• **Prompt**:
Starting at the line that contains "When you get a chance, would you mind identifying the haze" and ending at the line that contains "3,44,375,166", output those lines from the records below as a numbered list, with blank lines left out.

• **Information given**:
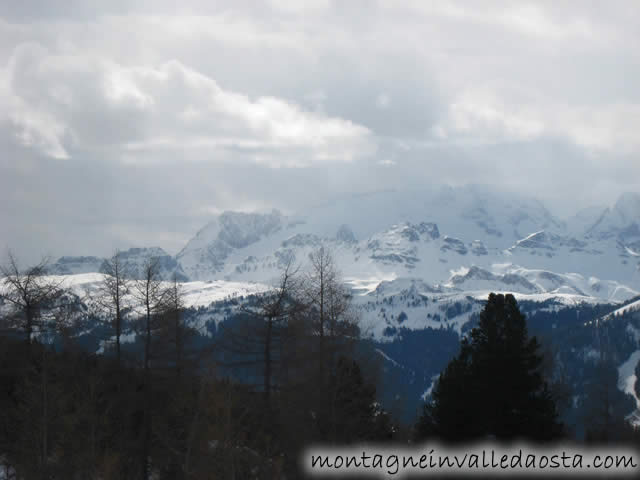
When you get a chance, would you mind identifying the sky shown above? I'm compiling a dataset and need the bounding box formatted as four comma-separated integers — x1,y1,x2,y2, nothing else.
0,0,640,260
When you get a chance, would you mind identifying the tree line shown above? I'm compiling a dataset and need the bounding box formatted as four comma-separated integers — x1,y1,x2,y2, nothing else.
0,247,393,479
0,247,635,480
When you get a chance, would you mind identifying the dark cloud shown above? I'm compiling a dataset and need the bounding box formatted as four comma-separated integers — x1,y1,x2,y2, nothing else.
0,0,640,258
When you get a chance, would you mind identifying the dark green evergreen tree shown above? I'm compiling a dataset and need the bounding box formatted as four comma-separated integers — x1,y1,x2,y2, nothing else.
416,293,563,441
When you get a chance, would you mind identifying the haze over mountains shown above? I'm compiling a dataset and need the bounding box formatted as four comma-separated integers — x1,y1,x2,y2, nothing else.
47,186,640,301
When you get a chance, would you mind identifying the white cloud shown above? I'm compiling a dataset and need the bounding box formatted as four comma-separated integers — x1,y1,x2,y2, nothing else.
3,44,375,166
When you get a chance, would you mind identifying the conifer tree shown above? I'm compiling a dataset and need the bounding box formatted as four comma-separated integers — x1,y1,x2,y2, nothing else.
416,293,562,441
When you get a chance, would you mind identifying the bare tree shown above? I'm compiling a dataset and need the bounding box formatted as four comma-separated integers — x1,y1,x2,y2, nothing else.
302,246,358,383
221,259,303,404
95,251,131,367
160,273,193,381
0,252,64,344
133,257,168,374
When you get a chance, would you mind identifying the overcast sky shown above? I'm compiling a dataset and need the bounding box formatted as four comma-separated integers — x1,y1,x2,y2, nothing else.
0,0,640,259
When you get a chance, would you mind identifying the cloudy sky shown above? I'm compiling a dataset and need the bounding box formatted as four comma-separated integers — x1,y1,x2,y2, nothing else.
0,0,640,259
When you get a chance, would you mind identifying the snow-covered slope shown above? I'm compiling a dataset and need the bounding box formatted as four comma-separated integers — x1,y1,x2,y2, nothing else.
41,186,640,344
48,247,187,282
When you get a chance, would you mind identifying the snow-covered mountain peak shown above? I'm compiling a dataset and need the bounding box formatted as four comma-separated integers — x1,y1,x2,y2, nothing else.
176,210,286,279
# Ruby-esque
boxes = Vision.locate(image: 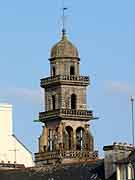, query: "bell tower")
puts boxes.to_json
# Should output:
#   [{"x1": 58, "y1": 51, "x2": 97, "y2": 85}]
[{"x1": 35, "y1": 30, "x2": 98, "y2": 165}]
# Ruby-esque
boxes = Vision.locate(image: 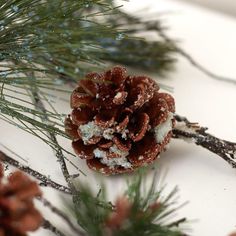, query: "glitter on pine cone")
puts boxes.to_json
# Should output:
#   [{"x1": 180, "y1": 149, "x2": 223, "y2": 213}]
[
  {"x1": 65, "y1": 66, "x2": 175, "y2": 175},
  {"x1": 0, "y1": 163, "x2": 42, "y2": 236}
]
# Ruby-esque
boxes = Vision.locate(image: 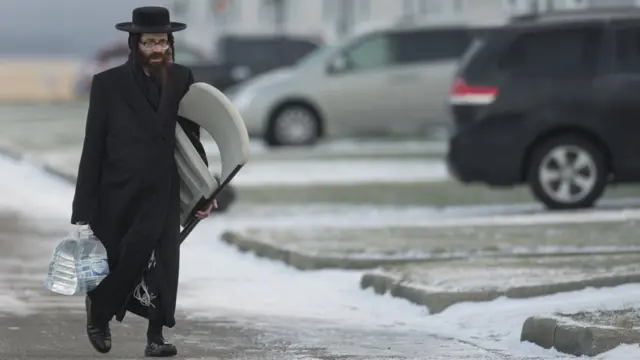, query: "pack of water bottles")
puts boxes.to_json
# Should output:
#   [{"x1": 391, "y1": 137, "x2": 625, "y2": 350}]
[{"x1": 45, "y1": 225, "x2": 109, "y2": 295}]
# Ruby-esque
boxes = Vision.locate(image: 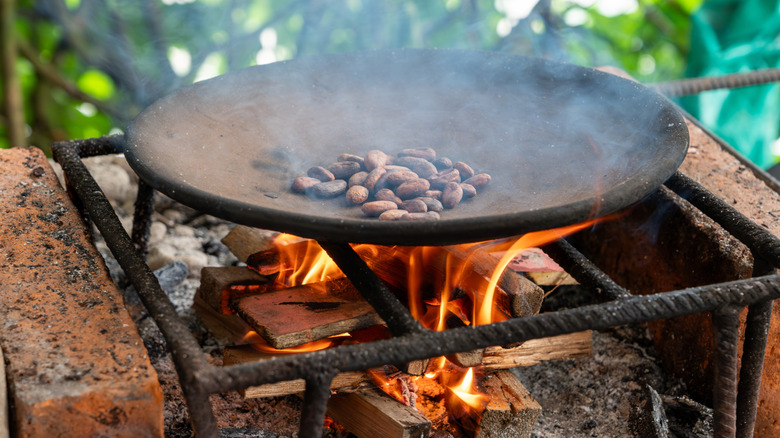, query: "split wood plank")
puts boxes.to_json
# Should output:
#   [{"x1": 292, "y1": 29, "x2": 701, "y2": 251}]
[
  {"x1": 475, "y1": 370, "x2": 542, "y2": 438},
  {"x1": 233, "y1": 278, "x2": 383, "y2": 349},
  {"x1": 482, "y1": 330, "x2": 593, "y2": 370},
  {"x1": 327, "y1": 388, "x2": 431, "y2": 438},
  {"x1": 223, "y1": 331, "x2": 592, "y2": 398},
  {"x1": 222, "y1": 345, "x2": 371, "y2": 398}
]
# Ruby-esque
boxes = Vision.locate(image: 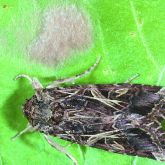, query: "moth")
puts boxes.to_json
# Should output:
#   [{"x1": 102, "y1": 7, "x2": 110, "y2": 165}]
[{"x1": 15, "y1": 59, "x2": 165, "y2": 165}]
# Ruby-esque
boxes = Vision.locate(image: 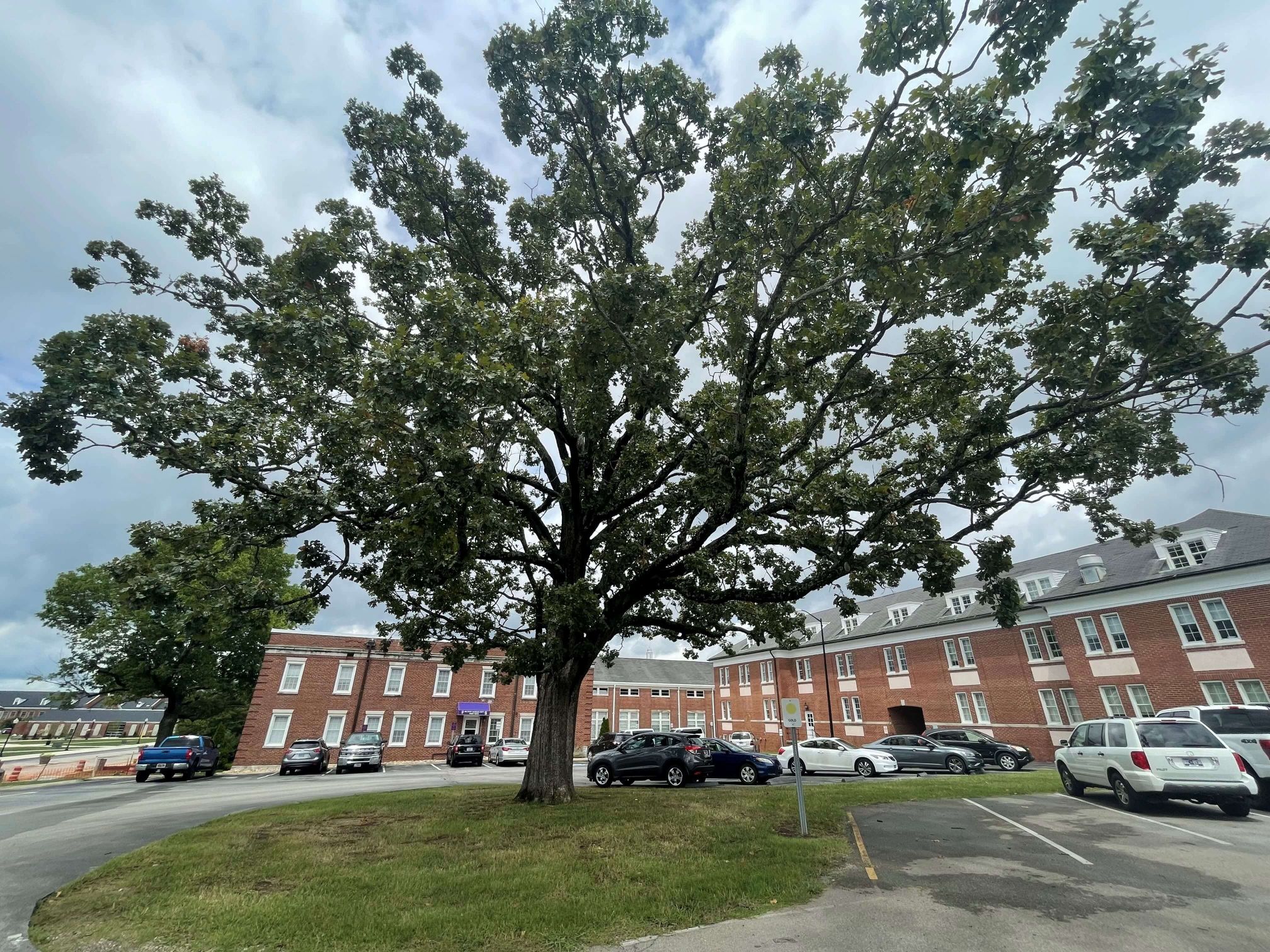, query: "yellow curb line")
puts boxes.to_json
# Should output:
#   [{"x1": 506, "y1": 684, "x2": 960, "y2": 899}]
[{"x1": 847, "y1": 810, "x2": 878, "y2": 881}]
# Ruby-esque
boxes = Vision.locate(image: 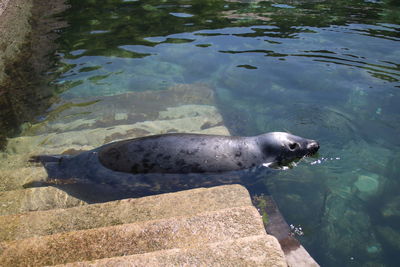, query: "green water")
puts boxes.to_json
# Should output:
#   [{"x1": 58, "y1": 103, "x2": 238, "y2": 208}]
[{"x1": 7, "y1": 0, "x2": 400, "y2": 266}]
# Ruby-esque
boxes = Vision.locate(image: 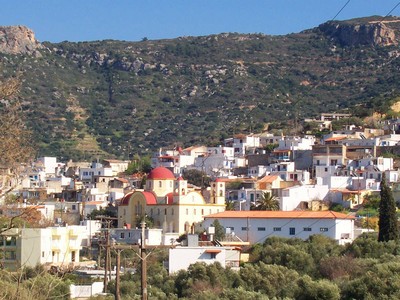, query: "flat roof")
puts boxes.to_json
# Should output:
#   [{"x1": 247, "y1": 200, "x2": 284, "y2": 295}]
[{"x1": 204, "y1": 210, "x2": 355, "y2": 219}]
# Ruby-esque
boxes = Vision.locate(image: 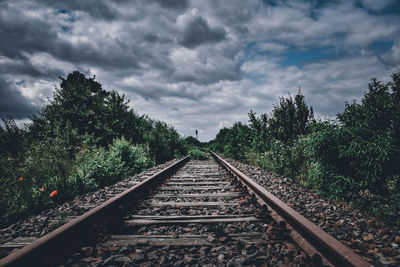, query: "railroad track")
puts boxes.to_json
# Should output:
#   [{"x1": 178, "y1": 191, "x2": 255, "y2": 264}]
[{"x1": 0, "y1": 154, "x2": 369, "y2": 266}]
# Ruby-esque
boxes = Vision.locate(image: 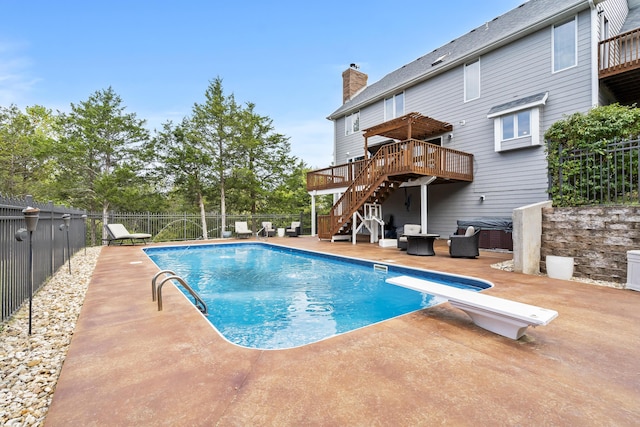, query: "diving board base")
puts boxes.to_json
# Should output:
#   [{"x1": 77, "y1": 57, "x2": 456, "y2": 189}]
[
  {"x1": 387, "y1": 276, "x2": 558, "y2": 340},
  {"x1": 449, "y1": 301, "x2": 529, "y2": 340}
]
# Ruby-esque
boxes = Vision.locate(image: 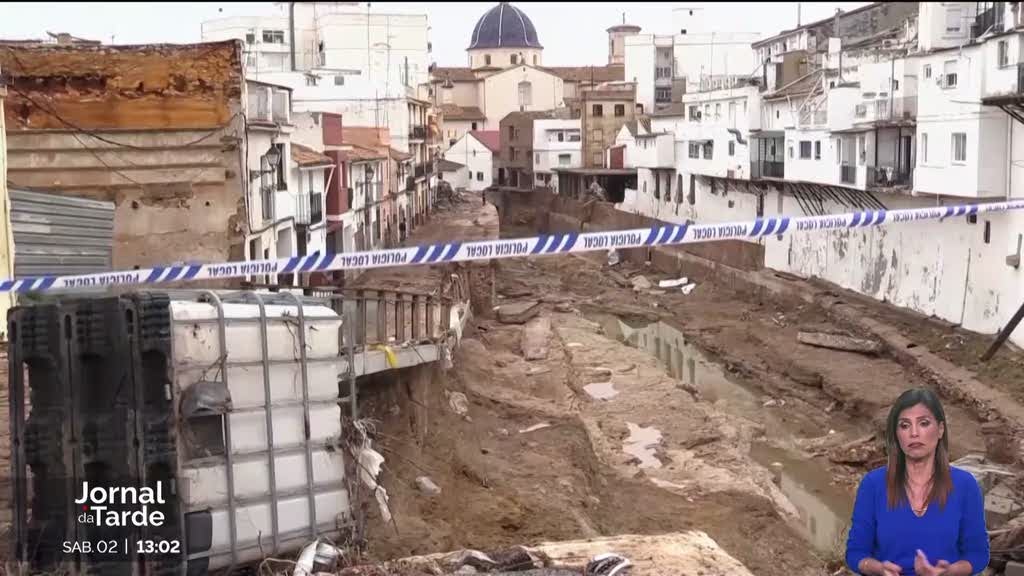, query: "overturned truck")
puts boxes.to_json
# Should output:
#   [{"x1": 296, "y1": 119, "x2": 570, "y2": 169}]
[{"x1": 9, "y1": 292, "x2": 366, "y2": 574}]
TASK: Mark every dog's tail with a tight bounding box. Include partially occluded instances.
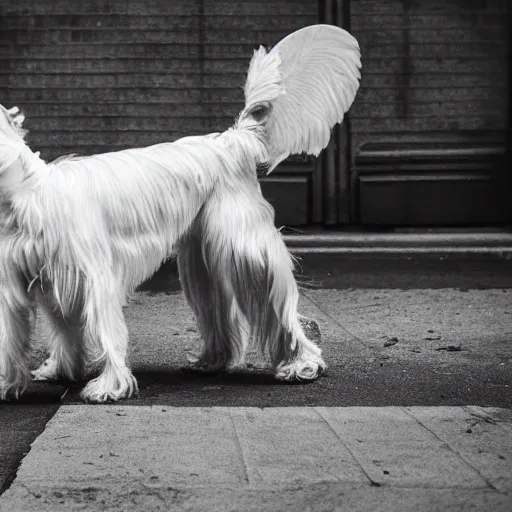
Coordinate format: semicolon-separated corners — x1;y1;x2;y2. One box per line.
235;25;361;172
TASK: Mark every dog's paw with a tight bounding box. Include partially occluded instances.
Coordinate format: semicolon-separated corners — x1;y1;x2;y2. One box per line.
30;357;59;381
80;368;139;404
276;358;325;382
0;378;27;402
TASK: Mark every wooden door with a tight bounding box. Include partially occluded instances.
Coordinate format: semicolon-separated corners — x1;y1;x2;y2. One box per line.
350;0;512;226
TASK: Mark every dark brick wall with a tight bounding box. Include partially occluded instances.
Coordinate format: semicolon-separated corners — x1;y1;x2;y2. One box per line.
350;0;509;148
0;0;318;158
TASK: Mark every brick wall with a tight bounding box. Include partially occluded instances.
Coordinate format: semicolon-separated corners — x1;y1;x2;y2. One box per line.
351;0;509;150
0;0;317;158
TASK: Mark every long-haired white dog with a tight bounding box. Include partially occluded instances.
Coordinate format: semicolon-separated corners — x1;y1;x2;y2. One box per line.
0;25;361;402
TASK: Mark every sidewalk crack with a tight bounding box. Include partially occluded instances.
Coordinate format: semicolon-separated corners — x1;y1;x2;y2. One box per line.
313;407;381;487
400;407;499;491
228;407;251;484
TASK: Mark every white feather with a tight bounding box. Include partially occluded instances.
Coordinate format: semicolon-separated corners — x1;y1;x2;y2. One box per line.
238;25;361;170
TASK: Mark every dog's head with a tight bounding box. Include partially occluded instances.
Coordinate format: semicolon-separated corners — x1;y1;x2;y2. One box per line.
0;105;27;188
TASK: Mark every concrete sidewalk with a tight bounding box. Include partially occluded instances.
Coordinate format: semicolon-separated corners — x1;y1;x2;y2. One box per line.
0;405;512;512
0;289;512;512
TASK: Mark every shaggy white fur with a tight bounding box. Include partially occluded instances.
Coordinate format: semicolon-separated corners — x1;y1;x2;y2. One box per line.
0;24;355;402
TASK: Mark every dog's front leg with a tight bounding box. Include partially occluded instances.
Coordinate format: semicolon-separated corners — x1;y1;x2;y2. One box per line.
32;297;84;381
81;278;137;403
0;260;34;400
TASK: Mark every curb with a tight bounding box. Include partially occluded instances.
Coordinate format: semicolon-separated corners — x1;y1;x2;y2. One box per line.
283;232;512;259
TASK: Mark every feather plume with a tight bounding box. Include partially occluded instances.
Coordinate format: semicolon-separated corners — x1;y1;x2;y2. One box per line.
237;25;361;172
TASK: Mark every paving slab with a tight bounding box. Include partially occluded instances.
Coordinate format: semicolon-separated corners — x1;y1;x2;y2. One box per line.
0;405;512;512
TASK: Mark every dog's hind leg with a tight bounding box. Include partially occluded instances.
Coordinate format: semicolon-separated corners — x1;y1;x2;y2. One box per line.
203;190;325;380
178;230;248;372
0;261;35;400
80;275;137;402
32;299;84;381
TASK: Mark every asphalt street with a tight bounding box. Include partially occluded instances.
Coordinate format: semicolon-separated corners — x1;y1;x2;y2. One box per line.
0;255;512;498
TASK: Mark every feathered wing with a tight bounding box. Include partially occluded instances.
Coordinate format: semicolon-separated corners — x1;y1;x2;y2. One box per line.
237;25;361;172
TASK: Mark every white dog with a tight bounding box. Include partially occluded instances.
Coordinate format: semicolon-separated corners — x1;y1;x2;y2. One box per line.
0;25;361;402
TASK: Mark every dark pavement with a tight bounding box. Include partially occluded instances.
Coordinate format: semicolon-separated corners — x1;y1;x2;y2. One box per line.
0;254;512;498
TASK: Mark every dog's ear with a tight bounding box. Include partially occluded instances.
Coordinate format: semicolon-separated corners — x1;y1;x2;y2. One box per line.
7;106;28;139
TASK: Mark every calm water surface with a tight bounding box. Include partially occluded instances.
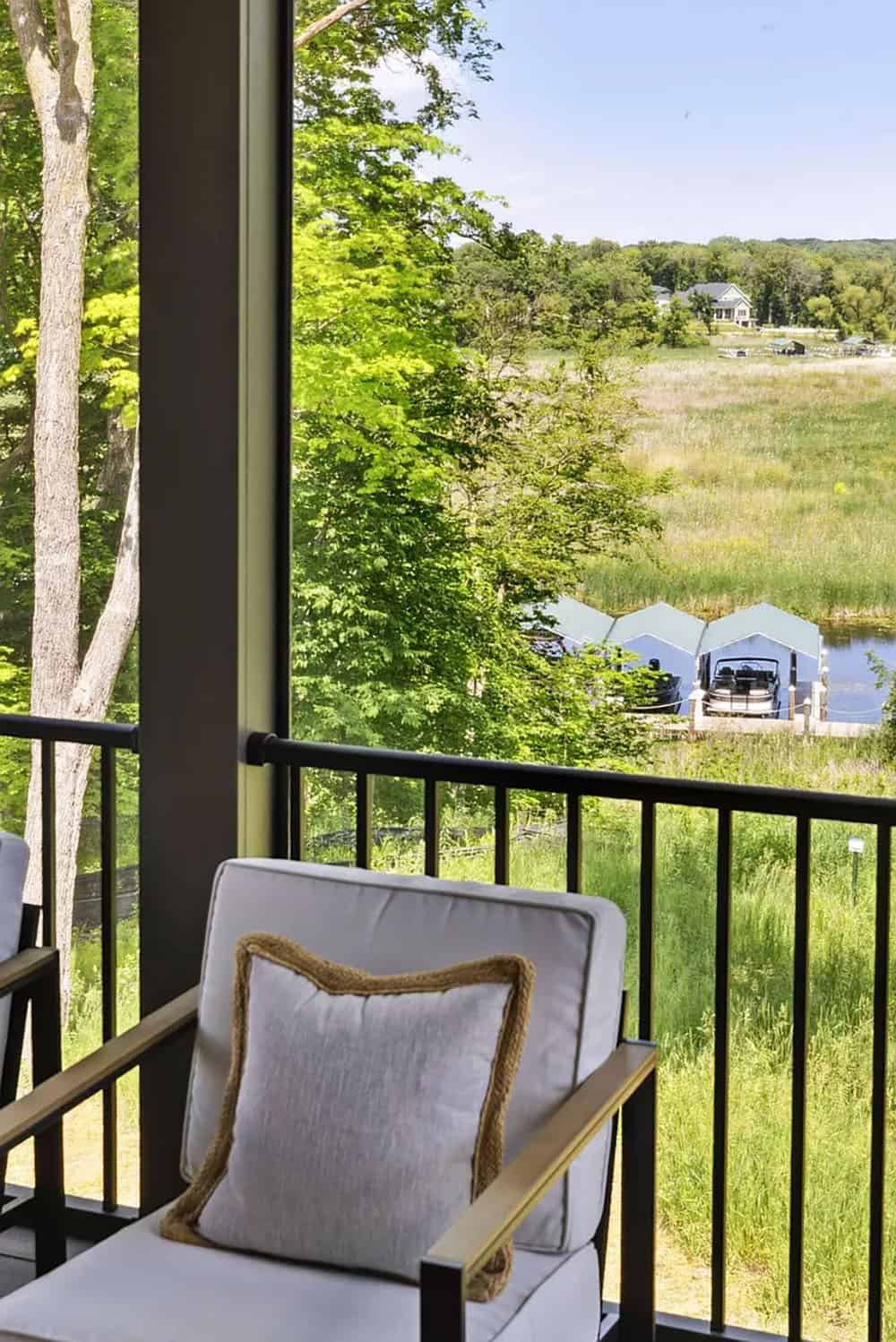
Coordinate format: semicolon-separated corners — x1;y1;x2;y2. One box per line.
821;624;896;722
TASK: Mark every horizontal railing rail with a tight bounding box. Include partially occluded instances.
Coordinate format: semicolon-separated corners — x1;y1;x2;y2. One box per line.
246;733;896;1342
0;712;140;1229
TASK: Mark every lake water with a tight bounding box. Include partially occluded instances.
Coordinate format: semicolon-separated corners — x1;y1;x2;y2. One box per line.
821;625;896;722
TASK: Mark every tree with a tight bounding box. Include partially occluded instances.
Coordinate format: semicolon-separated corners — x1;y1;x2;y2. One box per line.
806;294;834;328
2;0;138;985
294;3;668;762
660;298;694;348
689;293;715;336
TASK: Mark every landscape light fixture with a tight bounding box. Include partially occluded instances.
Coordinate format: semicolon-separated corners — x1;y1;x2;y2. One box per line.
849;835;866;903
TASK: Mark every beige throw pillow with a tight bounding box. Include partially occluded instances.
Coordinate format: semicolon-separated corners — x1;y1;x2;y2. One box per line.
162;934;535;1301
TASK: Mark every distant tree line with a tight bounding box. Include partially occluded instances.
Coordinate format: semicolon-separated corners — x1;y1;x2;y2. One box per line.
454;226;896;348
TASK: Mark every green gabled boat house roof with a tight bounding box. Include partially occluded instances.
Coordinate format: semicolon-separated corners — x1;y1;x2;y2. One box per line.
609;601;705;655
700;601;821;659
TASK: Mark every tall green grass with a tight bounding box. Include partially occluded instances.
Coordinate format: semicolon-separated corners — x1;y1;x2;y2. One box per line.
583;359;896;623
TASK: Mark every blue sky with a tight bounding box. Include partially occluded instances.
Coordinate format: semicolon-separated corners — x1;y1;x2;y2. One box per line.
381;0;896;242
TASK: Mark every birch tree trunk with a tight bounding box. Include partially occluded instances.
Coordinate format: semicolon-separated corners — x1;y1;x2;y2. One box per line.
9;0;138;997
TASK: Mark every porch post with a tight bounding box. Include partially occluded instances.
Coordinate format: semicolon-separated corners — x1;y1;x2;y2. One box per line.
140;0;292;1210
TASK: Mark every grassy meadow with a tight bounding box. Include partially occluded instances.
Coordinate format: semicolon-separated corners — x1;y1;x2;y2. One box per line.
583;340;896;624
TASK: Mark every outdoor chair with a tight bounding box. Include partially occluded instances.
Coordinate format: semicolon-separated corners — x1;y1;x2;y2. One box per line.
0;859;656;1342
0;830;65;1272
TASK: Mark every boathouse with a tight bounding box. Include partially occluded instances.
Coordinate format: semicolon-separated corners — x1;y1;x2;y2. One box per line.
609;601;705;714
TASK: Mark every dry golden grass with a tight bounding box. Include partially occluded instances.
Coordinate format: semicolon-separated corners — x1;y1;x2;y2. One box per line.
585;357;896;623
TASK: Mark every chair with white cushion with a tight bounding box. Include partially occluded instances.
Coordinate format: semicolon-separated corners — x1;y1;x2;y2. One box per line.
0;859;656;1342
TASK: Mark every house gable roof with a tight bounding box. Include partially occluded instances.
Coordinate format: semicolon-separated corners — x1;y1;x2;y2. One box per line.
676;283;753;307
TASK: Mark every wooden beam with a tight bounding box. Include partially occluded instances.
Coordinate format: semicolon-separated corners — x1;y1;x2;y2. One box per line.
426;1043;656;1280
0;987;199;1151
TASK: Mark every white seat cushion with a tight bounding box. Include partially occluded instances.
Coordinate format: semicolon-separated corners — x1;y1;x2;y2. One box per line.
181;859;625;1253
0;1212;601;1342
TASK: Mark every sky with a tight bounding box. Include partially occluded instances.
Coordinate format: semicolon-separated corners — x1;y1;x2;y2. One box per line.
383;0;896;243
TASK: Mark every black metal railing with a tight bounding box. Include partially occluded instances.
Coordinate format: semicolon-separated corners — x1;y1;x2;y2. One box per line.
246;733;896;1342
0;712;140;1215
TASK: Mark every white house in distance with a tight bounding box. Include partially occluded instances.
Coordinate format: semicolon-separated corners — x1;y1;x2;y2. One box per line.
675;285;753;326
650;285;753;326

• **Output for this task**:
1. When you get a chance, would you mind identifying the haze over mountains shown above? I'm compiling a dataset and need the bounding box formatted as four comma-separated integers — x1,y1,x2,y2, nothing else.
2. 47,186,640,301
3. When you get a chance, would you mind identifying the white cloud shown above? I'm compiling a dataset and need the bounding box formatted as four comma-separated integers — x1,y1,x2,y2, nothing else.
4. 3,44,375,166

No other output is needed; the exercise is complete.